··· READING TEXT ···

In social life honesty and modesty pays in the long run.
 
taking everything you can get without considering other people's interests won't make you happy in the long run.
Probably not happy, but it gets people to bed with more different partners than not doing so.
 
Well epeke I was arguing from the sex drive + psychological deprivation standpoint. Where the man is both compulsively aroused and upset. He then commits the act.
 
But that's not what was asked, and thus not what those interviews they said "yes" to. It asked about having sex with someone WHEN that someone didn't want to. I get it that some people get hung up on the idea that women really really wanted sex with whoever happened to be there, and are just lying about it being rape. But in this case we don't really have a case of the woman saying it, we have the perp saying it was when the victim didn't want to. I'm supposed to believe now that men -- and in college, no less -- have trouble understanding English too, AND, presumably completely because of language problems and/or being scatter-brains, describe situations in an interview that qualify as rape without it actually having been so? I'd seriously worry about any country's education system if 6% of the people in college are that retarded :p

I am not sure the question is necessarily unambiguous to everyone in that regard. I could see some people answering "yes" to that if the situation was one where the woman would not have had sex with them unless they were drunk.

···

- GIVEN EXERCISE -
Extract the passage of the discussion above from "taking everything you" to "not doing so.", copying it word for word.

··· RECORDS SUPPLIED ···

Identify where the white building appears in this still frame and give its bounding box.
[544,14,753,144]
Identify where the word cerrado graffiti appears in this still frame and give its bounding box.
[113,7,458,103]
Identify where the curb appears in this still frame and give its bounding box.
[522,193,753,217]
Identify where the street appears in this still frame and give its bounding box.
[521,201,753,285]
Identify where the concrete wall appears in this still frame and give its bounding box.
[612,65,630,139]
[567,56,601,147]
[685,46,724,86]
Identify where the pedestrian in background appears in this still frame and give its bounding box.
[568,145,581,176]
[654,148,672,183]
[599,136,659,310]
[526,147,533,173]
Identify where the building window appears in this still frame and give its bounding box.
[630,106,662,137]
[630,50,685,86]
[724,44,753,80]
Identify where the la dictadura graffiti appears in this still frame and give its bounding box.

···

- OUTPUT OF THE EXERCISE -
taking everything you can get without considering other people's interests won't make you happy in the long run.
Probably not happy, but it gets people to bed with more different partners than not doing so.